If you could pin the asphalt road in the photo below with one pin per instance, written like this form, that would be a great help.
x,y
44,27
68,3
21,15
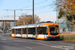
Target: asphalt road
x,y
9,43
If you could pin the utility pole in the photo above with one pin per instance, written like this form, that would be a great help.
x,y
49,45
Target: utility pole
x,y
14,17
33,11
15,12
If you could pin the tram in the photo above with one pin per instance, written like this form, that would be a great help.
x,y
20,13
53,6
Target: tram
x,y
45,31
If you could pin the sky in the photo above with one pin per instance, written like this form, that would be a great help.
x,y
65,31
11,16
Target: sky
x,y
45,9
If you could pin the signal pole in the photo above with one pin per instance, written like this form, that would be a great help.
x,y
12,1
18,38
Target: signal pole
x,y
33,11
15,12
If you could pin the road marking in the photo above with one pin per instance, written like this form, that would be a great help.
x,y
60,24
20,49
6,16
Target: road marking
x,y
28,47
68,44
58,46
4,39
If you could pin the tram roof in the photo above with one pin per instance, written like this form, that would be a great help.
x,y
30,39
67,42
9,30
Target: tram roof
x,y
29,25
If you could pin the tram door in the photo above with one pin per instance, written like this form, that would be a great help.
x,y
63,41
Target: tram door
x,y
34,32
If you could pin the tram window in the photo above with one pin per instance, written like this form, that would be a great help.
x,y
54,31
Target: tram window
x,y
53,29
12,31
24,30
42,30
31,31
18,31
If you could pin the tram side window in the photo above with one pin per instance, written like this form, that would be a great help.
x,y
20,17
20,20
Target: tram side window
x,y
42,30
12,31
31,30
24,30
18,31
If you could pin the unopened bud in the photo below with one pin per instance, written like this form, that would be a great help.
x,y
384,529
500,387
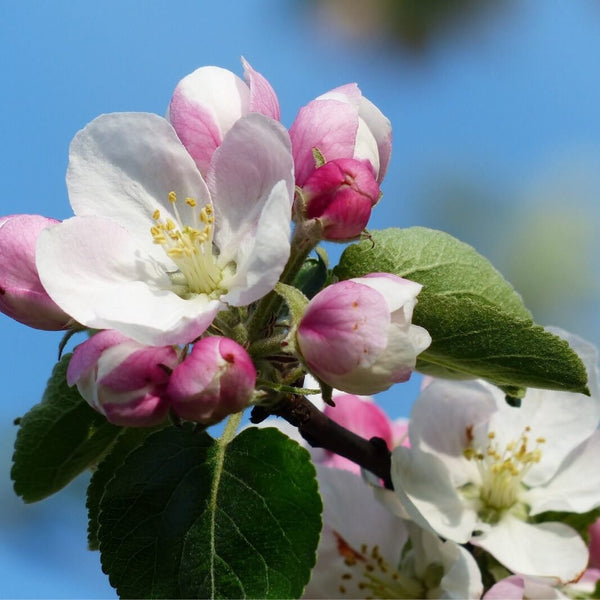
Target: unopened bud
x,y
122,379
215,380
357,335
341,194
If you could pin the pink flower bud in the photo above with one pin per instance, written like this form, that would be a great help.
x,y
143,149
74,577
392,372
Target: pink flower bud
x,y
216,379
594,532
22,296
341,195
357,335
341,124
207,102
122,379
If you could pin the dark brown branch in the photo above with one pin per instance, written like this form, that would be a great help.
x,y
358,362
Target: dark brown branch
x,y
321,432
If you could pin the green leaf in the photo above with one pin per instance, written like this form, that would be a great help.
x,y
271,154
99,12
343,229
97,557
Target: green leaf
x,y
58,439
478,324
312,276
128,440
186,516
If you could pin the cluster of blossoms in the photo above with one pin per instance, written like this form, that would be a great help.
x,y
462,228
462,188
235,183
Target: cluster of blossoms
x,y
477,473
182,224
181,261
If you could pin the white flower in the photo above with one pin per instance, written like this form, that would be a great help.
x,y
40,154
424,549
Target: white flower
x,y
479,470
360,552
155,252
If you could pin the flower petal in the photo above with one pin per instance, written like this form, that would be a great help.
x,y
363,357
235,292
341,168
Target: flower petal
x,y
252,179
95,271
204,106
352,521
328,125
443,420
576,485
262,96
124,165
22,295
422,483
381,129
541,550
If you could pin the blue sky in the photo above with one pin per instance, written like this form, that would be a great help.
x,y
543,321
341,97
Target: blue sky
x,y
509,105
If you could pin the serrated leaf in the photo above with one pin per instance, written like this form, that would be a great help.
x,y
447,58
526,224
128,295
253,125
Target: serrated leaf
x,y
482,341
478,323
127,441
186,516
58,439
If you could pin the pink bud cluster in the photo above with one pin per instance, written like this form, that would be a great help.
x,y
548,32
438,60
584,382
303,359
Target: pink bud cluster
x,y
355,335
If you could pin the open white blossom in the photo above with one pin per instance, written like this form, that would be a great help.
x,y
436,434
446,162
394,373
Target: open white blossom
x,y
480,471
360,554
154,251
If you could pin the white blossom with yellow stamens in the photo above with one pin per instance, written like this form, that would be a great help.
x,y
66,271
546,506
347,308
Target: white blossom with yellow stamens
x,y
483,472
154,250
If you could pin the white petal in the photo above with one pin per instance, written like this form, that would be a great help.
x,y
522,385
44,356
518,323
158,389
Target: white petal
x,y
123,166
576,485
443,420
422,484
543,550
253,158
262,253
93,269
351,509
563,418
350,516
461,579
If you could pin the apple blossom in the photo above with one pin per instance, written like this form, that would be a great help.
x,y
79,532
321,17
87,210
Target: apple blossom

----

[What to work on] Reproduce the listing exactly. The pictures are to be omitted.

[Solution to the exercise]
If you could pin the asphalt road in the photo below with one pin per instance, written like this form, that would be a great help.
x,y
44,27
68,3
21,15
Target: asphalt road
x,y
9,43
If you could pin the utility pole in the photo above with one pin per instance, written like this form, that would be a great help.
x,y
49,45
Target: utility pole
x,y
14,17
33,11
15,12
If you could pin the tram in the photo above with one pin per instance, written like this form, that would be a great help.
x,y
20,13
53,6
Target: tram
x,y
45,31
If you could pin the sky in the photo above with one pin per instance, written like this form, that would be a great help.
x,y
65,31
11,16
Target: sky
x,y
45,9
If you could pin the signal pole in the photo above with one pin per instance, written like this form, that would be a great help.
x,y
12,1
18,38
Target: signal pole
x,y
33,11
15,12
If you could pin the road marking in the photo above with one pin per instance, written like this form, that would be a great help.
x,y
60,24
20,49
6,16
Target: road marking
x,y
28,47
68,44
58,46
4,39
If you could pin the tram roof in the photo above with one pin per instance, written like this form, that would be a great help.
x,y
30,39
67,42
9,30
Target: tram roof
x,y
29,25
If you could pin the tram door in the photo above with one pin per instance, written like this form, that would be a great help.
x,y
63,41
Target: tram door
x,y
34,32
If you could pin the tram window in the photo above with one pin per instance, written like this form, that would be a great help.
x,y
54,31
Target: tram window
x,y
53,29
12,31
24,30
42,30
31,31
18,31
If you could pin the tram side window in the photo above with one pin per instance, written like this form, that would be a great help.
x,y
20,17
20,20
Target: tram side window
x,y
42,30
12,31
31,30
24,30
18,31
If you could pin the unopened bud in the photo below with one pin per instance, written like this form, that would be a great help.
x,y
384,529
500,387
Target: unopened bud
x,y
122,379
215,380
357,335
341,194
If you could pin the pink flower bud in the photo above with one pin per instance, written like this form, that would be a great help.
x,y
143,149
74,577
392,372
Target: pink flower bud
x,y
216,379
594,532
22,296
341,195
357,335
341,124
207,102
122,379
If you could pin the dark brown branch in the photo above with one pin per instance, written like this form, that would be a great help.
x,y
358,362
Target: dark brown branch
x,y
321,432
If you could pin the green leaf in the photo above with one pin per instance, written like this form, that would be a great help.
x,y
271,154
99,12
343,229
97,557
Target: green leaf
x,y
58,439
478,324
312,276
128,440
186,516
If you could pin the cluster of blossoms in the photo above with one pin per instance, written like this form, that would be a great help.
x,y
462,228
462,188
235,183
Target: cluster of blossoms
x,y
477,473
182,224
181,261
If you could pin the white flower in the photo above with one pin per instance, written like this form, that would be a great help.
x,y
40,154
424,549
Target: white flower
x,y
479,470
360,552
155,252
If you could pin the flower petal in the photo above with one pin per instance, written like this form, that would be a great help.
x,y
363,357
235,292
341,168
Target: flower petal
x,y
252,179
95,271
204,106
352,521
328,125
443,420
576,485
262,96
124,165
22,295
422,483
381,129
541,550
If you could pin the blue sky in the photo above with one pin per instance, written like this form, that would be a great help.
x,y
543,321
341,97
Target: blue sky
x,y
509,105
If you could pin the serrated leaf in the photo above with one pin per instance, written like this form, that would be a great help.
x,y
447,58
526,224
128,295
253,125
Target: serrated leaf
x,y
482,341
478,323
127,441
186,516
58,439
If you could pin the pink bud cluster in the photo above with one pin per instance, written like this form, that would be a great help.
x,y
548,32
438,60
584,382
303,359
Target: pink bud cluster
x,y
355,335
If you could pin the open white blossom in the photo above with one pin per instance, written like this form, that would be a great help.
x,y
436,434
446,162
394,373
Target: open white blossom
x,y
480,471
360,554
154,251
If you could pin the white blossom with yellow stamens in the photo above with one pin per instance, written like this form, that would be a great help.
x,y
66,271
546,506
347,308
Target: white blossom with yellow stamens
x,y
483,472
154,250
If you could pin the white petal in the photo above with one pin per instance, written like this form, that would be a great help.
x,y
522,385
44,356
518,323
158,389
Target: white petal
x,y
123,166
576,485
443,420
422,484
543,550
253,158
262,253
93,269
351,509
563,418
350,516
461,579
If you could pin the apple blossom in the photo above with one pin per instance, written like this form, that would be a great help.
x,y
79,532
321,17
87,210
Target: apple blossom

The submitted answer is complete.